Written instruction: Output each line exactly as it appears, skipping any embedded picture.

Point placement records:
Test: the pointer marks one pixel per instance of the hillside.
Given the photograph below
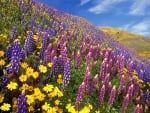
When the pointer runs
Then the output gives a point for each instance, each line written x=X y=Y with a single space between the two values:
x=53 y=62
x=137 y=43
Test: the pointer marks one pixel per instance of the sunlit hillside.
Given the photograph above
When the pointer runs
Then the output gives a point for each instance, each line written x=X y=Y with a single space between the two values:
x=132 y=41
x=53 y=62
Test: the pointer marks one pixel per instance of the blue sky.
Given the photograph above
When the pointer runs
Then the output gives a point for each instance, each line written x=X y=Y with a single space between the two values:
x=130 y=15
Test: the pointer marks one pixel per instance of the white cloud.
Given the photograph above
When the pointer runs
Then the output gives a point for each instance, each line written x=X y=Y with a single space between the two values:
x=142 y=27
x=104 y=5
x=140 y=8
x=84 y=2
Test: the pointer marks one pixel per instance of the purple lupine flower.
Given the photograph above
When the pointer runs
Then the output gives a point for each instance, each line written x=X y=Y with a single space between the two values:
x=4 y=80
x=88 y=59
x=8 y=52
x=87 y=79
x=64 y=52
x=112 y=96
x=125 y=103
x=137 y=109
x=130 y=90
x=121 y=84
x=22 y=104
x=78 y=59
x=104 y=69
x=147 y=94
x=101 y=94
x=13 y=34
x=16 y=56
x=130 y=69
x=120 y=64
x=106 y=79
x=44 y=45
x=57 y=68
x=109 y=88
x=93 y=84
x=29 y=43
x=67 y=74
x=47 y=54
x=80 y=95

Correct result:
Test: the pointer marks one pixel per instance of the hillside.
Given the photograph below
When the pointer runs
Then the output gives a point for each instance, each line written x=X y=Y with a single space between the two values:
x=53 y=62
x=137 y=43
Test: the pointer marks one pixel per instance of the sunlit hillside.
Given the photograph above
When the pointer runs
Then the output gives a point for each instance, each line written x=X y=Y with a single space between the two values:
x=132 y=41
x=53 y=62
Test: the pointer marks one pixel per instance of the blue sky.
Given the photograph above
When the pointer runs
Then the output gives a point for each instance, each line written x=X y=Y with a single space between the two values:
x=130 y=15
Test: the pointer marks one pixel per instance of the white cloud.
Given the photograph above
When the pointer runs
Then the output gives a point for each instance, each line written x=X y=Y with a single space between the two values:
x=142 y=27
x=104 y=5
x=140 y=8
x=84 y=2
Test: the pointer marks one pixel per instance of the purple lupine flower.
Given the photograph above
When the pointer runs
Then the output gives a point for each instance, each line written x=X y=Y with a single space between the two values:
x=4 y=80
x=88 y=59
x=8 y=52
x=87 y=79
x=64 y=52
x=112 y=96
x=125 y=103
x=137 y=109
x=130 y=90
x=121 y=84
x=22 y=104
x=78 y=59
x=104 y=69
x=147 y=94
x=101 y=94
x=13 y=34
x=16 y=56
x=130 y=69
x=120 y=64
x=106 y=79
x=44 y=45
x=57 y=68
x=109 y=88
x=93 y=84
x=29 y=43
x=67 y=74
x=47 y=54
x=80 y=95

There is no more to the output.